[INPUT DATA — start]
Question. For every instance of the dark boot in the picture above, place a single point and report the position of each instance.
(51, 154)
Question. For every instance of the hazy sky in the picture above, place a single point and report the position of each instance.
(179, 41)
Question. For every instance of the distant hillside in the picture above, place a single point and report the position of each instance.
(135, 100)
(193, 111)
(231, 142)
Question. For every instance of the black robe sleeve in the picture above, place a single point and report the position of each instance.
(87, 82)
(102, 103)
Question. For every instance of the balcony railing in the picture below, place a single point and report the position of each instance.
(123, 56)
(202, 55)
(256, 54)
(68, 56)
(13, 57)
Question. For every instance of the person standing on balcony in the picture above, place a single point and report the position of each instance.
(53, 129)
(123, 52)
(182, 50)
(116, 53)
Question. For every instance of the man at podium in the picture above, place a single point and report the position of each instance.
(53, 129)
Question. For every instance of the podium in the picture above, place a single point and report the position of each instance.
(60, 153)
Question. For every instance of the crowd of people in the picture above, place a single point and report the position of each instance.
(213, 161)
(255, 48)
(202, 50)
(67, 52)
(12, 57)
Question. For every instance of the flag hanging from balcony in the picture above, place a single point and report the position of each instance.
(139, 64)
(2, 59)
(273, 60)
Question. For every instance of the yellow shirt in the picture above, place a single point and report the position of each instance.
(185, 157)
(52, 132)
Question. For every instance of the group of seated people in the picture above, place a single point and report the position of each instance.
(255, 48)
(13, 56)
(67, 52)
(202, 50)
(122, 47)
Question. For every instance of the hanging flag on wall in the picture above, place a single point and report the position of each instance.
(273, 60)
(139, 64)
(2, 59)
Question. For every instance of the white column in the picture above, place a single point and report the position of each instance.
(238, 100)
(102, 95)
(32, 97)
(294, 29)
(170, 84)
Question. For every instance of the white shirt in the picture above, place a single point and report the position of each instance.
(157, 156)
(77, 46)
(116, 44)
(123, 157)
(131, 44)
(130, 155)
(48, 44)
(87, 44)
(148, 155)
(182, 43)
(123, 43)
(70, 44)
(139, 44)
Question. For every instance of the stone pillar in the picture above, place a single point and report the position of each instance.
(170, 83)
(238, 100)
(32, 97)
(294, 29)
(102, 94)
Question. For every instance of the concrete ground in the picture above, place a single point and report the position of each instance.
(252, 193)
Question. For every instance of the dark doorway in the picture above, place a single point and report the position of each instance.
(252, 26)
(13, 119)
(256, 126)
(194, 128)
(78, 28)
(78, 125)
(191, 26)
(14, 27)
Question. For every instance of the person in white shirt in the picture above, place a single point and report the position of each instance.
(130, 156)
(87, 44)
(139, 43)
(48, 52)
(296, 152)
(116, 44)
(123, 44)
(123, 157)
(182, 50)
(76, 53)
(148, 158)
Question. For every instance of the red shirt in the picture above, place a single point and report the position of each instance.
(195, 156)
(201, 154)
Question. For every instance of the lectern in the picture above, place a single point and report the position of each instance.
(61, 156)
[INPUT DATA — finish]
All lines from the one that holds "Question. For every instance of the dark doorway" to the end of the entries above must be transcribed exactly, both ends included, and no others.

Question. For every instance of the dark doorway in the picture above, place a single point and report the position of each instance.
(252, 26)
(13, 119)
(256, 126)
(194, 128)
(78, 28)
(78, 125)
(191, 26)
(14, 27)
Question. For every instance of the person in white shirt in the picture above, place a single point and report the position of each instance.
(130, 156)
(87, 44)
(139, 43)
(48, 52)
(296, 152)
(116, 44)
(123, 44)
(123, 157)
(182, 50)
(76, 53)
(148, 158)
Question. For every instance of the red shirt in the picture above, place a single point and report the position of each instance.
(195, 156)
(201, 154)
Question. For every instance of the lectern in the picture above, place a single point and report the position of each instance.
(61, 156)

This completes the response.